**Task instructions**
Return all the data, word for word.

[Location labeling records]

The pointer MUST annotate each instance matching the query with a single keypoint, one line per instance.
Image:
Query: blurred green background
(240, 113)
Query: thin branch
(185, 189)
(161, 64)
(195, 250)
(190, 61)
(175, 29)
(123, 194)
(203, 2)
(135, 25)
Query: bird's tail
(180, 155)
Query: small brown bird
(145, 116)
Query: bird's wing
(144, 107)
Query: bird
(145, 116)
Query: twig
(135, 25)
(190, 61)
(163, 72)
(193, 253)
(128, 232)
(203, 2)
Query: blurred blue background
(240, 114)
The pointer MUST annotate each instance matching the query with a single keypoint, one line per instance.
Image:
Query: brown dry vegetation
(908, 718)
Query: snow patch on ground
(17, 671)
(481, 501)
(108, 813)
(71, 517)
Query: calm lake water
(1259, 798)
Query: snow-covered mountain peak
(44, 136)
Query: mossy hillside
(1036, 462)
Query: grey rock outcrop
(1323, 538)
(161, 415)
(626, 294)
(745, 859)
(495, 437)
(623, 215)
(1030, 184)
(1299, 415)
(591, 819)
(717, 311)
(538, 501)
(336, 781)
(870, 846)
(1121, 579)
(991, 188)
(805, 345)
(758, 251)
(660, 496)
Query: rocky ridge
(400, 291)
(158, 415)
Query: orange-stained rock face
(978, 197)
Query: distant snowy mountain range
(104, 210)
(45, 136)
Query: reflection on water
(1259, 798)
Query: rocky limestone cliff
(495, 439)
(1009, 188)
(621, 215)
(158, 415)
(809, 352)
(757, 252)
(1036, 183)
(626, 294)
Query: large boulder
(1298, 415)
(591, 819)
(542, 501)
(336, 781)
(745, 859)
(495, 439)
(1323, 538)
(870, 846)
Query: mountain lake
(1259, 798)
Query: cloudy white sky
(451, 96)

**Final result**
The pointer MUST annotate each instance matching the query with a single keypoint, one line per instance.
Image:
Query: blurred green background
(240, 113)
Query: thin branch
(185, 189)
(161, 64)
(195, 250)
(190, 61)
(175, 29)
(123, 194)
(203, 2)
(135, 25)
Query: bird's tail
(180, 155)
Query: small brown bird
(145, 116)
Query: bird's wing
(144, 107)
Query: bird
(145, 116)
Query: twig
(135, 25)
(190, 61)
(163, 72)
(193, 253)
(128, 232)
(203, 2)
Query: blurred blue background
(240, 114)
The pointer MUST annotate each instance matching the query with a single keypoint, one line per instance.
Image:
Query: brown dry vegetation
(908, 718)
Query: snow patch on ground
(17, 671)
(481, 501)
(108, 813)
(71, 517)
Query: calm lake water
(1259, 798)
Query: snow-covered mountain peak
(44, 136)
Query: mossy hillside
(1036, 462)
Query: grey rock outcrop
(1323, 538)
(161, 415)
(626, 294)
(745, 859)
(495, 437)
(623, 215)
(1030, 184)
(1299, 415)
(591, 819)
(717, 311)
(538, 501)
(336, 781)
(870, 846)
(1121, 579)
(991, 188)
(805, 345)
(758, 251)
(660, 496)
Query: rocky ridge
(400, 291)
(158, 415)
Query: orange-stained rock face
(978, 197)
Query: distant snowy mountain range
(104, 210)
(45, 136)
Query: reflection on water
(1259, 798)
Query: rocky limestone cliff
(495, 439)
(1009, 188)
(621, 215)
(158, 415)
(809, 352)
(757, 252)
(1036, 183)
(626, 294)
Query: large boulder
(1298, 415)
(591, 819)
(542, 501)
(336, 781)
(745, 859)
(495, 439)
(1323, 538)
(870, 846)
Query: mountain lake
(1259, 798)
Query: cloudy white sky
(451, 96)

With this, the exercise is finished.